[Lines of data]
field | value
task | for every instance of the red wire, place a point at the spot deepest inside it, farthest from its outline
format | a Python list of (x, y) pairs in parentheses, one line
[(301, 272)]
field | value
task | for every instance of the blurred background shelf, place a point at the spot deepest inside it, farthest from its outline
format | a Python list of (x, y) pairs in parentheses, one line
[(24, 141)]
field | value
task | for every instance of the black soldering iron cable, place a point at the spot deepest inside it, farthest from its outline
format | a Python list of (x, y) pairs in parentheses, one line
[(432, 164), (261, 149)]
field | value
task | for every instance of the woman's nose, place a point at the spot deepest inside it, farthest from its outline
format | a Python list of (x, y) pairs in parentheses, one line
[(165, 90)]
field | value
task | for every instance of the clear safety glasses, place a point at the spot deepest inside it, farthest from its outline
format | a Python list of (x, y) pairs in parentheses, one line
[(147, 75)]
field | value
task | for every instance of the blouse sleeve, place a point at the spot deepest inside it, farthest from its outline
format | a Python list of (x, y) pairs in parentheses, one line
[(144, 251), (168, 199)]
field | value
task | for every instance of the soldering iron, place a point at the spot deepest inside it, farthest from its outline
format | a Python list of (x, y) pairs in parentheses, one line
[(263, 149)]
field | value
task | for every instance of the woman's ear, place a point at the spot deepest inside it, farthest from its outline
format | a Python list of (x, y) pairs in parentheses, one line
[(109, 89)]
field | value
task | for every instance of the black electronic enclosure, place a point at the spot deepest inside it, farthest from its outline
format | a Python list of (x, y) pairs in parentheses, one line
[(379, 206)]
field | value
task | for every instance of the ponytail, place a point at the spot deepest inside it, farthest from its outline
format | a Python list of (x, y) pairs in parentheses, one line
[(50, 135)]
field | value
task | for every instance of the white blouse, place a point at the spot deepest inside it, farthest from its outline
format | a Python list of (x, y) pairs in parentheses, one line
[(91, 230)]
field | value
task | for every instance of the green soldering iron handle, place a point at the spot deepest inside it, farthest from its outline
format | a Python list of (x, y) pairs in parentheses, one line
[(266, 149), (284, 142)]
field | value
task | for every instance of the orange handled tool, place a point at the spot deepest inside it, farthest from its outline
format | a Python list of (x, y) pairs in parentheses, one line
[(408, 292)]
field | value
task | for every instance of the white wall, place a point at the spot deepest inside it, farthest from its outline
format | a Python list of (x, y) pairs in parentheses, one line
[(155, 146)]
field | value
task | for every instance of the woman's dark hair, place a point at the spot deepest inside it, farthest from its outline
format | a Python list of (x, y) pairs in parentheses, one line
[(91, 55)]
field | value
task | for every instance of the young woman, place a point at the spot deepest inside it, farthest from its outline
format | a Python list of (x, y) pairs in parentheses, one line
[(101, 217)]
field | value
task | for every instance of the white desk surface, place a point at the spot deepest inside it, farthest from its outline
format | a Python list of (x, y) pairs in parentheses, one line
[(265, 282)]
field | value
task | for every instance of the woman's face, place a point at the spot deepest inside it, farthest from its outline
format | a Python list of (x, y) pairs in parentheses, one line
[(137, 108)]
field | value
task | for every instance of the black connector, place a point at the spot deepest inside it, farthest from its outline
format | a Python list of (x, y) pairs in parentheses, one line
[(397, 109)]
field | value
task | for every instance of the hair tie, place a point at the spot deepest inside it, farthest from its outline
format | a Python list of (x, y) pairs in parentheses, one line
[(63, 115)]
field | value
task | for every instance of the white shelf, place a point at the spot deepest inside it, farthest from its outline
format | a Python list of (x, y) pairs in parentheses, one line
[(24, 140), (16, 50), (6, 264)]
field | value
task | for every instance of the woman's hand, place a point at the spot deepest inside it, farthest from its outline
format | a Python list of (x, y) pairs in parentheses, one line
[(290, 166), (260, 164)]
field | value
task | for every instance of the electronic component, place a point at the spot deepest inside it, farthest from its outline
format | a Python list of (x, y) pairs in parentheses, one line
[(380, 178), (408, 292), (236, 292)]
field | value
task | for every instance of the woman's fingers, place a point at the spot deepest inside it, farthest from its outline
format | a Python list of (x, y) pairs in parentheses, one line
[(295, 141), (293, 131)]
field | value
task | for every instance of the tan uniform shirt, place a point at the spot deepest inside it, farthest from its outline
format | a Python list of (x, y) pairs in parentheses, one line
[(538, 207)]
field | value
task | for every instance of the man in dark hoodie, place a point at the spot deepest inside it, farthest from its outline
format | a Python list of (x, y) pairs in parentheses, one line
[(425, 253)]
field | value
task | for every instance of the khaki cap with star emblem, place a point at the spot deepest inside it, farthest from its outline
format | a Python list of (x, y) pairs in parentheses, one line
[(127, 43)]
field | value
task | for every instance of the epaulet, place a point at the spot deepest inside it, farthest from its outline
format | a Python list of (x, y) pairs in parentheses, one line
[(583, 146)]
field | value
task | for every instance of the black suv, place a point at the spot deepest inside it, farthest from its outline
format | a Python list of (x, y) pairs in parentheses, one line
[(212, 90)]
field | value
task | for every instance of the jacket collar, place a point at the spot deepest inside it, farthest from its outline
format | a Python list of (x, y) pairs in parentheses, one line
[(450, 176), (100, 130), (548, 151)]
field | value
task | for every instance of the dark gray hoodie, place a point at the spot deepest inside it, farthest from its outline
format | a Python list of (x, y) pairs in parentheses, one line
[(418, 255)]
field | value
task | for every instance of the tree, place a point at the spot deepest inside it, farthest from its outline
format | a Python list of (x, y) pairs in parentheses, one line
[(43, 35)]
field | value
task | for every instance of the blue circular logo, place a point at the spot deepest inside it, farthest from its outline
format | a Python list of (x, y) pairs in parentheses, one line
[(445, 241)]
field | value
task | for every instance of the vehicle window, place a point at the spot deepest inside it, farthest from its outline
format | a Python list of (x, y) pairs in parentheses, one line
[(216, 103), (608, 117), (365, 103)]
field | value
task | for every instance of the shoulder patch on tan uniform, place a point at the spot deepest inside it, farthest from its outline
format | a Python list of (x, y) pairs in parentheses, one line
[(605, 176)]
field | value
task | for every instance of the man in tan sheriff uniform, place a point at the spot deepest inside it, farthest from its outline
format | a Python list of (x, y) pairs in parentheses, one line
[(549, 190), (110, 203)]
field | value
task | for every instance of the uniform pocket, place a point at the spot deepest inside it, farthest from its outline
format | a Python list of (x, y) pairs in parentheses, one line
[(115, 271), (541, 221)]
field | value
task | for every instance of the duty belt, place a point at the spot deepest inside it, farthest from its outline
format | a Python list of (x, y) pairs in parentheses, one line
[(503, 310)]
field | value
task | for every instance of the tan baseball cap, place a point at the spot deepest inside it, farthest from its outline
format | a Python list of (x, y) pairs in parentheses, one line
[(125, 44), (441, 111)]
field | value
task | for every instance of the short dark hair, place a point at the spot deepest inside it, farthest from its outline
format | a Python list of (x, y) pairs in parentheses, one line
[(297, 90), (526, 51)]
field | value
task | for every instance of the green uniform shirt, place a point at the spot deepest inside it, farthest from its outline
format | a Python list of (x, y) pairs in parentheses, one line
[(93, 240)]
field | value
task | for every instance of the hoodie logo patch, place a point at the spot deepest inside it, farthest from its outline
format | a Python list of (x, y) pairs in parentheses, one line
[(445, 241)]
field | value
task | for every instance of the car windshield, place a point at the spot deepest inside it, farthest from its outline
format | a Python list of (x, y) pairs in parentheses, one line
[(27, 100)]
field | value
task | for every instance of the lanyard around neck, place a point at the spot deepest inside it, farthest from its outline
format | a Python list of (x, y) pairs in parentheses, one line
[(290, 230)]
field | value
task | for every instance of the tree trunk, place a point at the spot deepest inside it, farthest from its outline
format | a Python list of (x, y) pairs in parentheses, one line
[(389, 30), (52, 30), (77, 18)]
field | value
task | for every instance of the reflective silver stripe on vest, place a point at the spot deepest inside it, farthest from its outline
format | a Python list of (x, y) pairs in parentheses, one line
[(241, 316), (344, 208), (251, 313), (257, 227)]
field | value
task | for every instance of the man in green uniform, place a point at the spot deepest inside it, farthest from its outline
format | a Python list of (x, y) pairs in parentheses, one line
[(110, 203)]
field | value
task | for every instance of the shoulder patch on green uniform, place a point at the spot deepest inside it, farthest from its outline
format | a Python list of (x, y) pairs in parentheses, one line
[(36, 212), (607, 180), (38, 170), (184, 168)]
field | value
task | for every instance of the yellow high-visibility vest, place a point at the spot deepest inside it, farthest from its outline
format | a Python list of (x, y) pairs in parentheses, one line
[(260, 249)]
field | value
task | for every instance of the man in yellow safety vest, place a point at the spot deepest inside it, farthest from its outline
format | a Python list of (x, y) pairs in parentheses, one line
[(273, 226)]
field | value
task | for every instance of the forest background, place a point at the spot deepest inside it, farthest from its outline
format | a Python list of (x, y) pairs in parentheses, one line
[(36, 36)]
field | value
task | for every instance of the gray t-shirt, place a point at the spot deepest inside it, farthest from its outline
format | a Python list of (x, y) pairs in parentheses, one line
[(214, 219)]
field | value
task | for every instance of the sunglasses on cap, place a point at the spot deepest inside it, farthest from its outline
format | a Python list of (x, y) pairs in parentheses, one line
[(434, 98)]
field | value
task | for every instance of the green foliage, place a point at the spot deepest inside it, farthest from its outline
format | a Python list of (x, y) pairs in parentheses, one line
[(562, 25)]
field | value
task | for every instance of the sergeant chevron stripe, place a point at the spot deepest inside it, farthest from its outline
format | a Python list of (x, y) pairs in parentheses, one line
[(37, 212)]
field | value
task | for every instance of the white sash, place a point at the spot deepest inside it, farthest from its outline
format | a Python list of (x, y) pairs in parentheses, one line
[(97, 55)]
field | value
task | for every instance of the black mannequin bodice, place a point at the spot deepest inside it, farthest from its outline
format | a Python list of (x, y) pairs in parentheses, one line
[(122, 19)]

**What you should do**
Can you retype the entries word for word, beginning with their first line and stopping after the line that contains "[(301, 272)]"?

**Completed exercise**
field | value
task | for every instance of the red wire, place a point at the spot deepest inside it, farthest from its outline
format | a Python list of (x, y) pairs in parentheses, one line
[(301, 272)]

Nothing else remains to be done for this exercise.